>>
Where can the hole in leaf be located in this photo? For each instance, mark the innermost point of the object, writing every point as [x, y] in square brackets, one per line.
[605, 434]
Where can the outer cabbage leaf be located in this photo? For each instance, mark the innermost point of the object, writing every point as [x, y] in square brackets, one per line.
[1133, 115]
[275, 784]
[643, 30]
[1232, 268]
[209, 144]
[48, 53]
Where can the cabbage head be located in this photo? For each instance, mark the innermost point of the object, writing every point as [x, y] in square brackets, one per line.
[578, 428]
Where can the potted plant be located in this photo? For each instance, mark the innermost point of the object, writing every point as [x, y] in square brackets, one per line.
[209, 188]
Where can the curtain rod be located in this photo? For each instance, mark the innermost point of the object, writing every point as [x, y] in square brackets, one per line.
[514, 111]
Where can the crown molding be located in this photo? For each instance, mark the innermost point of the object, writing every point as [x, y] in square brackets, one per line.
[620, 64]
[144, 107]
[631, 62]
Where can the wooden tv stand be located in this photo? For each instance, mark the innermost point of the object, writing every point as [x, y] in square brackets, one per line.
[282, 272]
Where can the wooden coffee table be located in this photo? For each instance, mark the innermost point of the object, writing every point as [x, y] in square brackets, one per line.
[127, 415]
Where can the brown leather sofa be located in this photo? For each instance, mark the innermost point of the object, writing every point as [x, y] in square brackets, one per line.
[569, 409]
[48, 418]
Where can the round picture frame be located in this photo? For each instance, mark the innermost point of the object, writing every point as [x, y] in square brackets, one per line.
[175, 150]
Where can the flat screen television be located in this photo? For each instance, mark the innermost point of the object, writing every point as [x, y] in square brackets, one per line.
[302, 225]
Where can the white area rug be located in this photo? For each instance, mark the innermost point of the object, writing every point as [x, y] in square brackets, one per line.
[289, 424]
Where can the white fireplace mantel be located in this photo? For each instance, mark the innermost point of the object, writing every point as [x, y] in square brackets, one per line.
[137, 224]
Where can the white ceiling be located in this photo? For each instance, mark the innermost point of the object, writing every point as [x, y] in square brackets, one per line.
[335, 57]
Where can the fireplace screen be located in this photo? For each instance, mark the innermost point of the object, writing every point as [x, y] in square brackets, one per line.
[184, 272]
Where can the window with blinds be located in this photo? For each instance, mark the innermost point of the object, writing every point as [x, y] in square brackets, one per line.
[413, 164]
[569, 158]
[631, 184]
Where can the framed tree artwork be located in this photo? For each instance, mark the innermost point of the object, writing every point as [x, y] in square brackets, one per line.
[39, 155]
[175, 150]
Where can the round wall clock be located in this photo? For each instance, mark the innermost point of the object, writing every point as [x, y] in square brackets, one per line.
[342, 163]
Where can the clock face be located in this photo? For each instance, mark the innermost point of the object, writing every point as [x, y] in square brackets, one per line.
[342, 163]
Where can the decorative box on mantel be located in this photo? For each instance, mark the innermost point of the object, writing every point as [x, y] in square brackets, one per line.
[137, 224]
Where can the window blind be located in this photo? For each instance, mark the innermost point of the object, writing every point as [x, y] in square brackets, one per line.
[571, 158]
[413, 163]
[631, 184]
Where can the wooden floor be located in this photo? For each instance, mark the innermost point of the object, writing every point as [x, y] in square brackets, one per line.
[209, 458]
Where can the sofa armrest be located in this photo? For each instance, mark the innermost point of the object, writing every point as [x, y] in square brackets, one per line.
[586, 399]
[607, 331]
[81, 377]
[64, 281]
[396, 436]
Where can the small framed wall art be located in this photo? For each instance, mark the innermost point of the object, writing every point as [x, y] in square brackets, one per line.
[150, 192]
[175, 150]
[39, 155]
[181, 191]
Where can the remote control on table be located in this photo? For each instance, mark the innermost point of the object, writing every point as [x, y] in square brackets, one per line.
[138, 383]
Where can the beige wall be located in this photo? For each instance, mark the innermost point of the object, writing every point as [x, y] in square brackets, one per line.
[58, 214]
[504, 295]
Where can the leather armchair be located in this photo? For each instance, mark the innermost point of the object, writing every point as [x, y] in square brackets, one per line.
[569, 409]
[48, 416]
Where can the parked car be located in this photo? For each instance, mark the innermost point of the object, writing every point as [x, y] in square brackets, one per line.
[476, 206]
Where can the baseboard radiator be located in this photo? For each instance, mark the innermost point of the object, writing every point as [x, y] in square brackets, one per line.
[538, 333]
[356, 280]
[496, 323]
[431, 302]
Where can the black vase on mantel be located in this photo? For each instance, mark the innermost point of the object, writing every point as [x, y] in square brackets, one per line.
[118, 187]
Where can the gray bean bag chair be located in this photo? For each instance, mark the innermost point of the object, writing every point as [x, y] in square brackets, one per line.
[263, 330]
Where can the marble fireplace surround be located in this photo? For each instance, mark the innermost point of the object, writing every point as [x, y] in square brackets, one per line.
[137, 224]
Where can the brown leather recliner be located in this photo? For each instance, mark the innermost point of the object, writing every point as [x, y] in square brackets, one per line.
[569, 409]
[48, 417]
<<
Can you reproduce all of the material above, substituting "center point" for every "innermost point" and changing nothing else?

Where can the hole in leaf be located in this photo? For each instance, mark the center point of the object, writing every point as [x, y] in square brackets, one per line.
[605, 434]
Where can the outer cabbage leaf be located in this photo? For each instance, mark the center point of the object, writing every point as [x, y] in square brackets, one per line.
[1133, 115]
[275, 784]
[643, 30]
[1232, 268]
[209, 144]
[48, 53]
Where can the cabbage head be located in this photo? For each instance, mark the center point of the object, writing every point as [x, y] in square brackets, one per line.
[578, 428]
Where can the potted plant be located in this photo? For each instance, mark the center point of the object, writing every point as [x, y] in square brackets, one per line.
[209, 188]
Where can the curtain rod be located in this photo? For each instance, mark the center point of the object, writing every point as [x, y] in square brackets, one per line.
[514, 111]
Where can the crown molding be located in this photo? For each instance, mark the center point of the object, writing every point as [x, y] in square brackets, one per line.
[620, 64]
[144, 107]
[631, 62]
Where can the wooden tv stand be located in this photo? For each instance, mark the center point of the object, writing every point as [x, y] in square brackets, one per line.
[282, 272]
Where can the wooden coffee table be located in this photo? For each instance, mark the center point of the object, writing every point as [x, y] in square brackets, one per line.
[127, 415]
Where can the brown leather sofa be located in this photo? For each instance, mark the center point of the object, writing every point as [x, y] in square brackets, one per line.
[569, 409]
[48, 418]
Where can the round picture frame be located in this photo? For each instance, mark the center point of the object, writing every point as [x, y] in square brackets, one per line.
[175, 150]
Where can the flat screen television be located in this photo? For each instance, mark the center point of the object, writing every point as [x, y] in square brackets, one per line.
[302, 225]
Where can the white area rug be located in this photo? For each instance, mark the center point of the object, writing every point as [x, y] in square brackets, one per line.
[289, 424]
Where can the white fireplace mantel be located in this photo? For each instance, mark the center point of the object, writing every point as [x, y] in square brackets, one per line.
[137, 224]
Where can the white ceiling be located in this photo? For each instance, mark the center point of the object, writing every point as [x, y] in square brackets, one per line.
[335, 57]
Where can the fireplace screen be located in this photo? For each instance, mark the center point of the object, writing every point as [x, y] in square brackets, one per line.
[184, 272]
Where can the window with blinds be located in this photo? For each instance, mark the center point of the object, writing every point as [x, y] in square brackets, one per line.
[413, 164]
[569, 158]
[631, 184]
Where can the framed tree artwork be located in this photo? For each instance, mark the center point of the object, writing every point as [x, y] in square brackets, one per line.
[39, 155]
[175, 150]
Where can the round wall clock be located in this photo? For each instance, mark the center point of the object, writing every point as [x, y] in square brackets, one per line.
[342, 163]
Where can the clock face be located in this photo? For each instance, mark the center point of the object, writing every point as [x, y] in square brackets, one per line.
[342, 163]
Where can the decorative box on mantel be located in this photo? For each instance, mark the center point of the object, writing every point as [x, y] in square brackets, one per line.
[137, 224]
Where can the window blind be located in this photo? For each instance, mark the center point of the object, writing every point as [x, y] in square brackets, one per line.
[571, 158]
[413, 163]
[631, 184]
Where can the wooden floor be located in this photo? For each instance, mark the center point of the object, writing every point as [x, y] in square brackets, one per line.
[209, 458]
Where can the sofa armrest be located in this photo? For each instance, mark the center point of the object, writing every point as [x, y] in square brackets, one per line.
[586, 399]
[607, 331]
[81, 377]
[64, 281]
[396, 436]
Where can the small framed wall art be located in this photo? For each instance, mark the center point of the object, writing every point as [x, y] in square brackets, one per line.
[150, 192]
[175, 150]
[39, 155]
[181, 191]
Where can the remote control on table be located in this photo? For each instance, mark the center point of the object, writing every point as [x, y] in square brackets, one per line.
[138, 383]
Where can the beige wall be located in this photo? For each instance, mark the center point of the object, writing every point as [x, y] in square brackets, one per line.
[58, 214]
[504, 295]
Where can the leather armchair be located in this photo? For each instance, mark the center point of the object, writing every point as [x, y] in square brackets, one per line.
[569, 409]
[48, 416]
Where can the parked car be located in this photo? For each instance, mark the center point of the object, writing every point as [x, y] in square brackets, one per line.
[476, 206]
Where can the baseboard radiator be located in this photo? For each instance, mark the center point of the object, writing every point as [x, y] in square brackets, one per line.
[538, 333]
[356, 280]
[496, 323]
[431, 302]
Where can the black vase on mantel be located in this photo? For each instance, mark the center point of the object, writing every point as [x, y] in square brackets, one per line.
[118, 187]
Where can the gray bean bag chair be located in this photo? For each instance, mark the center point of the object, writing every point as [x, y] in square brackets, one per line.
[263, 330]
Where can the marble fireplace surround be located in this photo? For each instance, mark the center point of the object, writing every point as [x, y] in square brackets, one per line.
[137, 224]
Where can the brown leather recliner be located in this photo? For each instance, mark the center point of the object, writing every point as [x, y] in square brackets, one per line.
[569, 409]
[48, 417]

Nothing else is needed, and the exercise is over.